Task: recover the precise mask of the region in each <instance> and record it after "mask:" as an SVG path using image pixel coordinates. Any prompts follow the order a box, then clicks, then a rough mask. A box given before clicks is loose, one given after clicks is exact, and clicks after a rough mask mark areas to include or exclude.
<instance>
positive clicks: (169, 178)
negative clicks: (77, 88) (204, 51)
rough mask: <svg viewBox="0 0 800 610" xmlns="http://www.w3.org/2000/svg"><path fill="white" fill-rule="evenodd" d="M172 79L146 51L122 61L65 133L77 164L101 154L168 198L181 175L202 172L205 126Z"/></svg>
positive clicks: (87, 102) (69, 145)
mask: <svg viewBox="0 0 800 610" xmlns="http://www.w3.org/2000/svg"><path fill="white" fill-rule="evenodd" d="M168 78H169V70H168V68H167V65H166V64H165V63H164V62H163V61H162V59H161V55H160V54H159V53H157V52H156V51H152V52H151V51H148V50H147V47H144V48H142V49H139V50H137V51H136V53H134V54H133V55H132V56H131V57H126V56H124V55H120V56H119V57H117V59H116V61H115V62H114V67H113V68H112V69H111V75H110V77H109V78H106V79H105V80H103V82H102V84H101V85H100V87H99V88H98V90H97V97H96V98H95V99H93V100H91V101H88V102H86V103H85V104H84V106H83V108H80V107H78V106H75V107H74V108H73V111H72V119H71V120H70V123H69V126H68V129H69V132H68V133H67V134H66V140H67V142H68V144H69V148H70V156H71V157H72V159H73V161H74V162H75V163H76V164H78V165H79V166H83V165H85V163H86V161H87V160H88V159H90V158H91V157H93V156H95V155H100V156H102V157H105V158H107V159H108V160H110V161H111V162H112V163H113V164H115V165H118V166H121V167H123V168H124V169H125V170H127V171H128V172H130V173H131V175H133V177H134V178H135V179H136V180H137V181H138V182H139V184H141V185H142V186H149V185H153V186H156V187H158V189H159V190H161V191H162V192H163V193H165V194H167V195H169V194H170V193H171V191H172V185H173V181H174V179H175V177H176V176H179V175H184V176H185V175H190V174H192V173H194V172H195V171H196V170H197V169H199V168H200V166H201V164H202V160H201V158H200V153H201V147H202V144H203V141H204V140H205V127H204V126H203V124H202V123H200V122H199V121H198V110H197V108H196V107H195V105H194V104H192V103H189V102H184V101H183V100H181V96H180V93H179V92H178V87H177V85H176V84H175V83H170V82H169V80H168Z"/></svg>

» PROBLEM DETAILS
Locate each line of the material that contains the string "instance", and copy those lines.

» SOLUTION TO THE PROBLEM
Task: recover the precise mask of the region in each <instance> and record it after "mask:" as an SVG path using image pixel coordinates. Any prompts follow the order a box, then clicks, then a rough mask. A box given before clicks is loose, one given after clicks is exact, and clicks after a rough mask mark areas to include or exclude.
<instance>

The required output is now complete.